### Referring expression grounding data

* * *

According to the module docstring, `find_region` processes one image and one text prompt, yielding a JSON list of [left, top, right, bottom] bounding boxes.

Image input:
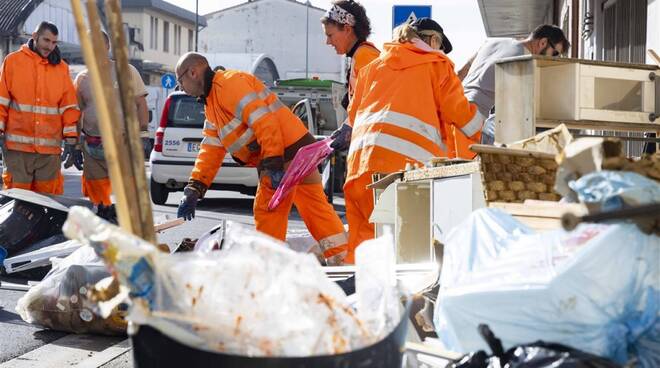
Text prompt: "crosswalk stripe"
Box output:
[[0, 335, 130, 368]]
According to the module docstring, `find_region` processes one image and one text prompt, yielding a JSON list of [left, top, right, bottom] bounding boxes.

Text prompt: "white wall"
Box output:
[[200, 0, 342, 81], [124, 9, 196, 70], [23, 0, 79, 44], [648, 0, 659, 64]]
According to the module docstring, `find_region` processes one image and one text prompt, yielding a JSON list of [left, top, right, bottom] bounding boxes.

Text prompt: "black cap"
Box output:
[[410, 17, 453, 54]]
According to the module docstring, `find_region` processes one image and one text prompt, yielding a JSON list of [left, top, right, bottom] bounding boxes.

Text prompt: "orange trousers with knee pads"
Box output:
[[1, 149, 63, 194], [342, 173, 376, 264], [253, 169, 348, 264]]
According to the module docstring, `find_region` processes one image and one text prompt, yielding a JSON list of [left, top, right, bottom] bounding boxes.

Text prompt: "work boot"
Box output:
[[96, 204, 118, 225]]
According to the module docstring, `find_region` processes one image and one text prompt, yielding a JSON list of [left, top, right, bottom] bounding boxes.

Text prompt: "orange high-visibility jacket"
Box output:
[[347, 41, 380, 108], [345, 41, 478, 183], [0, 45, 80, 154], [191, 70, 309, 187]]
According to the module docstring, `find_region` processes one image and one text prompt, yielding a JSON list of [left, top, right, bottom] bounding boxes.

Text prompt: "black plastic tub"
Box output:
[[132, 300, 411, 368]]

* * *

### Your assignment
Scan the records above, then copy out each line that mentions "orange".

### Solution below
Text prompt: "orange trousers with knee pads"
Text prompt: "orange high-visibility jacket"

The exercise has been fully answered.